→ What you should do: Reproduce lines from the listing below verbatim, starting at the line that contains "Can you find the woman's eyebrow?" and stopping after the line that contains "pixel 684 385".

Point labeling listing:
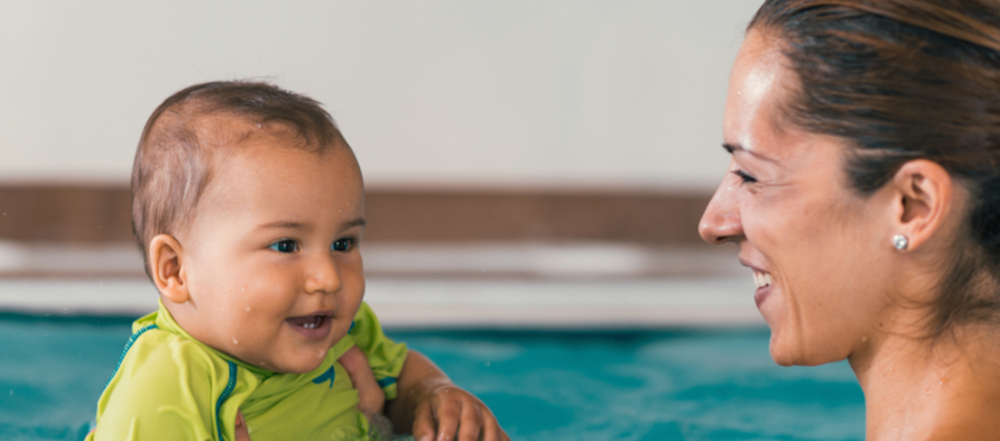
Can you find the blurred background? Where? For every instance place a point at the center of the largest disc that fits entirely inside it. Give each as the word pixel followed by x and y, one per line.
pixel 527 163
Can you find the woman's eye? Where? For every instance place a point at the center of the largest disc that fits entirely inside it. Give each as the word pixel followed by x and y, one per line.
pixel 285 246
pixel 342 245
pixel 744 177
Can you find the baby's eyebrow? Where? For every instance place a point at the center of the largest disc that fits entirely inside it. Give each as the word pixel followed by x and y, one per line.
pixel 284 225
pixel 354 223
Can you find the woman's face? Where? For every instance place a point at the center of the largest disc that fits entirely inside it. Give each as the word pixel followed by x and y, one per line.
pixel 818 250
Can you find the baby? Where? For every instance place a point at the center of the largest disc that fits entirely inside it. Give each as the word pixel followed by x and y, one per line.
pixel 248 206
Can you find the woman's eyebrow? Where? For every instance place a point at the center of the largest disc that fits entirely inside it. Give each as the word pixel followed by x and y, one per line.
pixel 733 148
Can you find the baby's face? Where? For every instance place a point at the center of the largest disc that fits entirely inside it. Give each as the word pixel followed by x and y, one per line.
pixel 271 258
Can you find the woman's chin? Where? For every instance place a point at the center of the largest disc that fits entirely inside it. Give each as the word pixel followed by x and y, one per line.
pixel 780 355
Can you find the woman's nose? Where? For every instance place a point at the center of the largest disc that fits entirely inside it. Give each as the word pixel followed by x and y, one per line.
pixel 324 276
pixel 721 221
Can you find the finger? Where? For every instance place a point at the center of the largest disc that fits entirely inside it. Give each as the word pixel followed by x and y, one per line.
pixel 423 423
pixel 491 428
pixel 472 422
pixel 448 413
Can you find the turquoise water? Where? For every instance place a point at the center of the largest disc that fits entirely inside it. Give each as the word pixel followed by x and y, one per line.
pixel 684 385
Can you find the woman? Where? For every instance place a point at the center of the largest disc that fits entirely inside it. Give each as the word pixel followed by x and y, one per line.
pixel 864 193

→ Exercise output:
Can you find the woman's eyebrow? Where? For every instance place a point at the center of the largest disc that fits entirely inside it. Give each as the word pixel followed by x and y, one per line.
pixel 733 148
Can you find the baby's face? Where? For every instance place a point at the center of the largest disc that fits entirely inside it. Give each as the word pixel followed by x and y, one per line.
pixel 271 258
Can you find the woman's chin? Where? For every instance place a point at the center of the largest disc that fits entirely inside it. Give each as the word pixel followed by x and y, one per line.
pixel 780 355
Can you find the woman's nose? Where? For every instance place a point at the center of the largest disc that fits entirely inside it. Give each as the word pixel followed by x and y, one per line.
pixel 324 276
pixel 721 221
Can you find the finger? Where? For every instance place a point at the center of the largest disc that fits entirely inside it. Give each as the word pixel followed by x and y, one per line.
pixel 423 423
pixel 491 428
pixel 472 422
pixel 448 413
Can you find the turquoise water? Where? For every instance place a point at the center of the largest disc that fits entirely inside it. Give each as the word pixel followed by x and y, one per line.
pixel 684 385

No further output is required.